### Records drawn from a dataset
-=-=-

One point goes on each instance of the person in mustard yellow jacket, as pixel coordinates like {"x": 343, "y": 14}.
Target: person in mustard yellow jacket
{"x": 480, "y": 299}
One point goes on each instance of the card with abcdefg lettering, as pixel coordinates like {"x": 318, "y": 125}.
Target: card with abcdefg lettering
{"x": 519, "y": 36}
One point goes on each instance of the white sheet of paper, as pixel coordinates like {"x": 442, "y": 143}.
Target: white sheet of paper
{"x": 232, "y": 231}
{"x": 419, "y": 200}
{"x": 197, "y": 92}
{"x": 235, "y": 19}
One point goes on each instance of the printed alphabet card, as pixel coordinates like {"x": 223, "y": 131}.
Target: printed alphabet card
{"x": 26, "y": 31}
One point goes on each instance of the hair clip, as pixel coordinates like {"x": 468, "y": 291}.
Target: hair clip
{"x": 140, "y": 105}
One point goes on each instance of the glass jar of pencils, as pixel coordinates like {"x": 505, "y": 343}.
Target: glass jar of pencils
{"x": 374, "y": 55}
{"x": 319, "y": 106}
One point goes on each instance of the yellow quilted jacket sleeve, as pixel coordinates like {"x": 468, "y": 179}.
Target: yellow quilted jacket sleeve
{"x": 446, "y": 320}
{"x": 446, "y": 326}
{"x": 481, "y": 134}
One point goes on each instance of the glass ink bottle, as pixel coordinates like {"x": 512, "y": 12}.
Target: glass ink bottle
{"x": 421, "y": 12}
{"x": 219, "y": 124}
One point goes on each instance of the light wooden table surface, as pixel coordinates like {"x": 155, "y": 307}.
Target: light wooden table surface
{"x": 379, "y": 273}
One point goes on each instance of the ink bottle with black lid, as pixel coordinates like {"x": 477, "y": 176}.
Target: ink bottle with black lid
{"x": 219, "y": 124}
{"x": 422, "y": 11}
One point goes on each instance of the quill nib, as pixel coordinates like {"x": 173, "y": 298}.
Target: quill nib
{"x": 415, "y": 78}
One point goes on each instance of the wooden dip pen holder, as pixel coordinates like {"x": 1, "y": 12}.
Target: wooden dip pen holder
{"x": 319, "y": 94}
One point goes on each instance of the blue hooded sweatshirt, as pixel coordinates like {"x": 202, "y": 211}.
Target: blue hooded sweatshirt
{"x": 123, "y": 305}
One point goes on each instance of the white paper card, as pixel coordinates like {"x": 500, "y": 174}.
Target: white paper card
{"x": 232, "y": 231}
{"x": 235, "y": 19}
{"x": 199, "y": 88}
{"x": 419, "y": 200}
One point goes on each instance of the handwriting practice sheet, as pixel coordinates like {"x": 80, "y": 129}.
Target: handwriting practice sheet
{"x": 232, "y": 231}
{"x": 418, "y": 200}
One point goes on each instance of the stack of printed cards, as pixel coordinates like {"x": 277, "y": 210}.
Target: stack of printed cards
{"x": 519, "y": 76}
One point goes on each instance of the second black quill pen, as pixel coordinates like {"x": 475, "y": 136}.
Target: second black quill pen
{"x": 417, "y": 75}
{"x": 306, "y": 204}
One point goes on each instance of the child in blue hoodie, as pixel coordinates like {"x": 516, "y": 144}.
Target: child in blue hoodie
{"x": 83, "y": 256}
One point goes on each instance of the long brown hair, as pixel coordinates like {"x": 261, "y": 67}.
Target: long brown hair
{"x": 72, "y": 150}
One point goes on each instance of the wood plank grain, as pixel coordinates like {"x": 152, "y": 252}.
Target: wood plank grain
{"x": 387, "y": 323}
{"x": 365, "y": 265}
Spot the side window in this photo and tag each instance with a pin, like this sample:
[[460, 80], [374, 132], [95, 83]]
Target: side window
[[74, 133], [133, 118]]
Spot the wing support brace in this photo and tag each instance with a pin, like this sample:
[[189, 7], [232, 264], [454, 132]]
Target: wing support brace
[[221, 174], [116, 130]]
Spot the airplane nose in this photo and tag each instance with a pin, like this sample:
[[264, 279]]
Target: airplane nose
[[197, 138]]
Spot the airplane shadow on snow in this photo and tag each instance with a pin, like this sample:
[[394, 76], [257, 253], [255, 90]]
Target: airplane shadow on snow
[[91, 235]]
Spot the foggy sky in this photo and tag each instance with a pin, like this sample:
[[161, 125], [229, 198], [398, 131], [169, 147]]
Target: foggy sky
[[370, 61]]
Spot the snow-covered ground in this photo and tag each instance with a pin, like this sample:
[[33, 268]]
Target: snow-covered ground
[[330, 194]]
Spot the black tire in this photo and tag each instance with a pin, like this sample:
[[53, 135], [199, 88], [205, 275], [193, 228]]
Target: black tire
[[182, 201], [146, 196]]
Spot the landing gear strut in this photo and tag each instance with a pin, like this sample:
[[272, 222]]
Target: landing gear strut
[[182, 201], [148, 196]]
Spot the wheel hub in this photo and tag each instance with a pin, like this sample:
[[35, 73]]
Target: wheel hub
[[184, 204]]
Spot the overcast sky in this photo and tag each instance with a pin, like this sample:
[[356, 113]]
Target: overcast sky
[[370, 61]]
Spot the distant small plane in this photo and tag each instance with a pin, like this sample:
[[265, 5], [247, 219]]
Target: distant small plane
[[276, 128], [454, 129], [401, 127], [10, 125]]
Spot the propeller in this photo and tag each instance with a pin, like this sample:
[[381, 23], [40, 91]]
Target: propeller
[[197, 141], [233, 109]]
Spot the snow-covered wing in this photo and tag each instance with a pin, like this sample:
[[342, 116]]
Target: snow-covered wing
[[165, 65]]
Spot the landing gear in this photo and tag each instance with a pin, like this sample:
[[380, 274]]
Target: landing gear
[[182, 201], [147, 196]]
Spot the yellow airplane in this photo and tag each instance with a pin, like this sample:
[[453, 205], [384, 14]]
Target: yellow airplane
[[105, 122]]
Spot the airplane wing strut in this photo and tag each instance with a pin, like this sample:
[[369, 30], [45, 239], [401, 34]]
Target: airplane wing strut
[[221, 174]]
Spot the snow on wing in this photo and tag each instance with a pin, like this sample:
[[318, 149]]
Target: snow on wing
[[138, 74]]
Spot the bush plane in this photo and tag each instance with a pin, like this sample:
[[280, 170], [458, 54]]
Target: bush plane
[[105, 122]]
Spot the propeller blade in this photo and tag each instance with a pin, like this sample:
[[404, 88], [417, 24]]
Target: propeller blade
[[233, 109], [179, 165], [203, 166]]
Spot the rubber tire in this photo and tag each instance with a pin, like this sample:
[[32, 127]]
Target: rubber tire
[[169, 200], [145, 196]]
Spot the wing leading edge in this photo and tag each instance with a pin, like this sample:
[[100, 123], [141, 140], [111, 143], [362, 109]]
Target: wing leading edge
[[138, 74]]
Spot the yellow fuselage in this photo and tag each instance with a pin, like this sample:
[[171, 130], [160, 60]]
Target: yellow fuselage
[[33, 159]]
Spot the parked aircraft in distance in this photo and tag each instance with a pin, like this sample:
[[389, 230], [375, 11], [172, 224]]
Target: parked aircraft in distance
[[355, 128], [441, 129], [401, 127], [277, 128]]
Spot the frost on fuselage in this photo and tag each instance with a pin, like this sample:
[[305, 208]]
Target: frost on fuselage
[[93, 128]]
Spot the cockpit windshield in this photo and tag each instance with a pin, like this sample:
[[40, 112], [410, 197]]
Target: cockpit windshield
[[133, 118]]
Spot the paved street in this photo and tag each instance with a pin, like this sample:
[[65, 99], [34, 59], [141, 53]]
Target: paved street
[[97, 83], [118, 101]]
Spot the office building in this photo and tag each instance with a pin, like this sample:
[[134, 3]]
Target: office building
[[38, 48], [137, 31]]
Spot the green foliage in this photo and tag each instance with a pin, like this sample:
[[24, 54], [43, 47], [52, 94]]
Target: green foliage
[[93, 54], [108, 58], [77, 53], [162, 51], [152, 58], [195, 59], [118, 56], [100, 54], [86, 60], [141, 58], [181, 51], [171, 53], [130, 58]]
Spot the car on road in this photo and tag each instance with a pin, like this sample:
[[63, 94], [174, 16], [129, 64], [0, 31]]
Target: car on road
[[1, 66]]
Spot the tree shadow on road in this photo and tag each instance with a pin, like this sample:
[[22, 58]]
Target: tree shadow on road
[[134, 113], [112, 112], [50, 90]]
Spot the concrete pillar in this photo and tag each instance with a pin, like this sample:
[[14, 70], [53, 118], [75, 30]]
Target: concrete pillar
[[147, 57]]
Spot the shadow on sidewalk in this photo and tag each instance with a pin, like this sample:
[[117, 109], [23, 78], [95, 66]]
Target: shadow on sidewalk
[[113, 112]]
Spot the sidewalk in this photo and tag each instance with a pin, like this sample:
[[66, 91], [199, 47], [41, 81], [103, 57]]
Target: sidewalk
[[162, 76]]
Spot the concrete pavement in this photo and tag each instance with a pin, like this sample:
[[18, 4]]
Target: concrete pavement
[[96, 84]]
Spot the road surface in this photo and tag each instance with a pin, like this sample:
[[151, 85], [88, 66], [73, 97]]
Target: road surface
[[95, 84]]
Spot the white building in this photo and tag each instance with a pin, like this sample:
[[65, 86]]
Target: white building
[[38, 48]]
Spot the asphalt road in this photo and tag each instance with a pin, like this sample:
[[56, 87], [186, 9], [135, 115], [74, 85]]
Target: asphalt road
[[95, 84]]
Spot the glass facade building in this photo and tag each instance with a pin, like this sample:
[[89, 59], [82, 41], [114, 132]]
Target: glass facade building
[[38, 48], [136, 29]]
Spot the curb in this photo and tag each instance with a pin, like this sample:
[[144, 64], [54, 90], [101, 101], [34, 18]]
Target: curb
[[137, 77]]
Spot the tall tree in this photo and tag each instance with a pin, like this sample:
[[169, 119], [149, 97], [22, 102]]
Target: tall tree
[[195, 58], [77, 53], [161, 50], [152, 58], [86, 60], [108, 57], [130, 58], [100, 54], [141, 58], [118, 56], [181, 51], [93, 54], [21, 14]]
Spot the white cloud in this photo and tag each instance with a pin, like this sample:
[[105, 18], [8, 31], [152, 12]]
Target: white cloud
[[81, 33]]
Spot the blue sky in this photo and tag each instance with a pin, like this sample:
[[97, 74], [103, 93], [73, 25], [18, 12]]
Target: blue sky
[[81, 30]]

-=-=-

### What you need to do
In the entries above, the lines from the one bearing "Target: snow on wing" up to and including the one bearing "[[404, 88], [417, 24]]" should be transcribed exactly; no other line is wanted.

### Response to this task
Target: snow on wing
[[138, 74]]
Spot the bush plane in this photo and tag each instance with a pin, like this sample:
[[280, 170], [458, 54]]
Target: bush plane
[[105, 122]]
Spot the propeller blade in this photo and tag each instance with a pin, like this sample:
[[404, 88], [417, 24]]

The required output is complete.